> Brief: Which of the lines in the data below contain the string "chair"? Copy each of them.

[Opening Stored data section]

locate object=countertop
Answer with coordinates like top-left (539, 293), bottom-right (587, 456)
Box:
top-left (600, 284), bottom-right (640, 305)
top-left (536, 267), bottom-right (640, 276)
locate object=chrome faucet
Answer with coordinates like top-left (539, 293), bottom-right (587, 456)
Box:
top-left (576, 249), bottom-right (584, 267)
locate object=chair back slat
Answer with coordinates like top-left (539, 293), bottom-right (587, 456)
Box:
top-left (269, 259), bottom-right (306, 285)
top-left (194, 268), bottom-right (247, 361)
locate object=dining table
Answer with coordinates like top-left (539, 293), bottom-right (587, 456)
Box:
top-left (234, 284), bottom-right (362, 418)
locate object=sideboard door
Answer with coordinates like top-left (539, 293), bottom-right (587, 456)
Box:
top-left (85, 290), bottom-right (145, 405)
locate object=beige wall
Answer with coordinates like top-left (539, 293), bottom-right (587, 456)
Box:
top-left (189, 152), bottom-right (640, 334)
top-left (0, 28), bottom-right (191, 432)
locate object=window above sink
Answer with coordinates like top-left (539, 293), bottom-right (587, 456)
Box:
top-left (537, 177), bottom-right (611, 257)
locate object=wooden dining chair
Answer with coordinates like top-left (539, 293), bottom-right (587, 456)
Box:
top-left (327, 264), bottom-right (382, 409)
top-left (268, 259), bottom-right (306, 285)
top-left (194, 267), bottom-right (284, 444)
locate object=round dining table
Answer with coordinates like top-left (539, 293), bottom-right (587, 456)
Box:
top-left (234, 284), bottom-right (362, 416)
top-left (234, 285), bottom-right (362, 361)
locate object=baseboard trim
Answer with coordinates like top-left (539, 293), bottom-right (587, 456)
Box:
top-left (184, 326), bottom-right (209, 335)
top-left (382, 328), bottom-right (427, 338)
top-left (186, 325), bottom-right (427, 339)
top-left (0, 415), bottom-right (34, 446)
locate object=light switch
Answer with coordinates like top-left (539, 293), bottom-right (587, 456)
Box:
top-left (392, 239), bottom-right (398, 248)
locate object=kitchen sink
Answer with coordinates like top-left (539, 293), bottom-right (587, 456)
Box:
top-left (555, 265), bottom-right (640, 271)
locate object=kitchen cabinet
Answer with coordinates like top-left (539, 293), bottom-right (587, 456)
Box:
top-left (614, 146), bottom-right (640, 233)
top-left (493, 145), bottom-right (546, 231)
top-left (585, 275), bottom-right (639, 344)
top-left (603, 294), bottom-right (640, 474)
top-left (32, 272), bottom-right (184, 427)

[Closing Stored data section]

> Solution to this task:
locate object=chair back slat
locate object=wooden dining chair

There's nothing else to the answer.